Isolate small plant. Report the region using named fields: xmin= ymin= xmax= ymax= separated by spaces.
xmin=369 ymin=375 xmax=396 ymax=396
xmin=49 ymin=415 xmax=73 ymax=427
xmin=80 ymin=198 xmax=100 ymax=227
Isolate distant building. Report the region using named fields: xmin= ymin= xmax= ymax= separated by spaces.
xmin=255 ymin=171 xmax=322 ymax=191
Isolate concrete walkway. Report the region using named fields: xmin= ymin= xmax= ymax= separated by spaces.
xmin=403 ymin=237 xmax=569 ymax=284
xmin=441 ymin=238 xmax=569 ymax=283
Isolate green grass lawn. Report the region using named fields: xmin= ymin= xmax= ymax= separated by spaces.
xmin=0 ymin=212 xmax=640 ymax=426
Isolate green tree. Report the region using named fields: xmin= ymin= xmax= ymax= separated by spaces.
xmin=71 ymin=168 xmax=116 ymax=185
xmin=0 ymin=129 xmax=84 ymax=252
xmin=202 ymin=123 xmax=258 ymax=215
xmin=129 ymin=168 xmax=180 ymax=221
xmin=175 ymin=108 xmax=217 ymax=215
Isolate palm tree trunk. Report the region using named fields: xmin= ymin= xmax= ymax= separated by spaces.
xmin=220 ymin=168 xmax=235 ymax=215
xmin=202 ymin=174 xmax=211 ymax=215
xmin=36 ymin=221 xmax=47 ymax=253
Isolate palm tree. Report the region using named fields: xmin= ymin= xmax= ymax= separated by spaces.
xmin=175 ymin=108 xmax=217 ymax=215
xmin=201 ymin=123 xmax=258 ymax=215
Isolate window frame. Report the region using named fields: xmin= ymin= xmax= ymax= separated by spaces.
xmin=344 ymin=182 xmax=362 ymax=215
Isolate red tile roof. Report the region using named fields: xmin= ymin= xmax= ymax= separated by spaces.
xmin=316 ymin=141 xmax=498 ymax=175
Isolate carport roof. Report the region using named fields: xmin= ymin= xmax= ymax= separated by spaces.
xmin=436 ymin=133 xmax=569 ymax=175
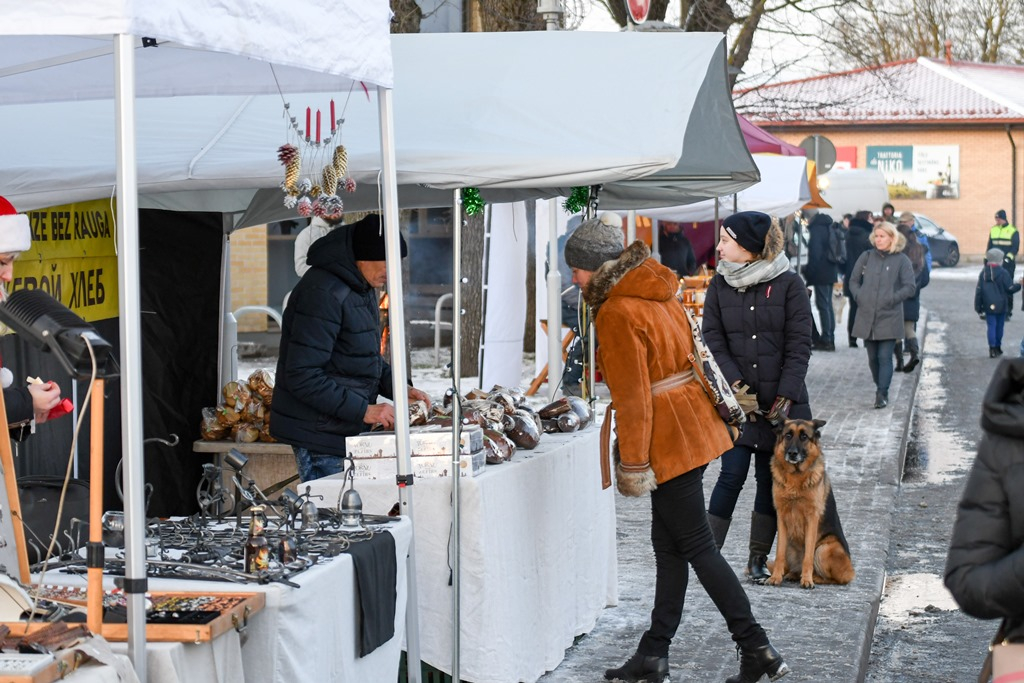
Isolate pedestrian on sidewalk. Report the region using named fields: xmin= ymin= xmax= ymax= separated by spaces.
xmin=895 ymin=220 xmax=931 ymax=373
xmin=701 ymin=211 xmax=811 ymax=584
xmin=974 ymin=247 xmax=1021 ymax=358
xmin=804 ymin=213 xmax=846 ymax=351
xmin=985 ymin=209 xmax=1021 ymax=319
xmin=945 ymin=359 xmax=1024 ymax=663
xmin=565 ymin=219 xmax=790 ymax=683
xmin=843 ymin=211 xmax=874 ymax=348
xmin=850 ymin=221 xmax=916 ymax=408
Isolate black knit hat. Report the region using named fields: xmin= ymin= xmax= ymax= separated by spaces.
xmin=722 ymin=211 xmax=771 ymax=255
xmin=345 ymin=213 xmax=409 ymax=261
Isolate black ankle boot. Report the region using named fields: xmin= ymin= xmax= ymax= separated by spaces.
════
Print the entire listing above again, line for line and unchanged, but leave out the pictures.

*EXERCISE ANSWER*:
Isolate small plant. Report the region using named fields: xmin= ymin= xmax= ymax= separated by spaces.
xmin=369 ymin=375 xmax=396 ymax=396
xmin=49 ymin=415 xmax=73 ymax=427
xmin=80 ymin=198 xmax=100 ymax=227
Isolate distant building. Report the region using named fields: xmin= ymin= xmax= ymax= separated by spaces.
xmin=255 ymin=171 xmax=322 ymax=191
Isolate concrete walkway. Report the region using named fields: xmin= ymin= xmax= ymax= separated by spaces.
xmin=403 ymin=237 xmax=569 ymax=284
xmin=441 ymin=238 xmax=569 ymax=283
Isolate green grass lawn. Report the region using named fields: xmin= ymin= xmax= ymax= separated by spaces.
xmin=0 ymin=212 xmax=640 ymax=426
Isolate green tree. Report the region using named fields: xmin= ymin= xmax= ymax= separated by spaces.
xmin=71 ymin=168 xmax=116 ymax=185
xmin=0 ymin=129 xmax=84 ymax=252
xmin=202 ymin=123 xmax=258 ymax=215
xmin=129 ymin=168 xmax=180 ymax=221
xmin=175 ymin=108 xmax=217 ymax=215
Isolate palm tree trunk. Report the region using named fields: xmin= ymin= xmax= ymax= separated by spaces.
xmin=220 ymin=168 xmax=235 ymax=215
xmin=202 ymin=174 xmax=211 ymax=215
xmin=36 ymin=221 xmax=47 ymax=253
Isolate palm tree. Report the region using named fields: xmin= ymin= xmax= ymax= separated by spaces.
xmin=175 ymin=108 xmax=217 ymax=215
xmin=201 ymin=123 xmax=258 ymax=215
Isolate window frame. Report the region using named fields: xmin= ymin= xmax= ymax= separated by spaces.
xmin=344 ymin=182 xmax=362 ymax=215
Isolate red tile roof. Report the region using named fields: xmin= ymin= xmax= ymax= separated by spaces.
xmin=316 ymin=141 xmax=498 ymax=175
Isolate carport roof. Report the region using named fields: xmin= ymin= xmax= ymax= separated by spaces.
xmin=436 ymin=133 xmax=569 ymax=175
Isolate pedestrian on sidewalk. Report the region using named fields: xmin= ymin= xmax= ymax= separated by spaces.
xmin=895 ymin=220 xmax=931 ymax=373
xmin=701 ymin=211 xmax=811 ymax=584
xmin=974 ymin=247 xmax=1021 ymax=358
xmin=804 ymin=213 xmax=846 ymax=351
xmin=985 ymin=209 xmax=1021 ymax=319
xmin=945 ymin=359 xmax=1024 ymax=663
xmin=565 ymin=219 xmax=790 ymax=683
xmin=843 ymin=211 xmax=874 ymax=348
xmin=850 ymin=221 xmax=916 ymax=408
Isolate black knit hat. Report the region using named fields: xmin= ymin= xmax= ymax= separated by spaces.
xmin=722 ymin=211 xmax=771 ymax=255
xmin=345 ymin=213 xmax=409 ymax=261
Isolate black ankle boot. Report the region using named fields: xmin= ymin= xmax= ymax= separated by spaces.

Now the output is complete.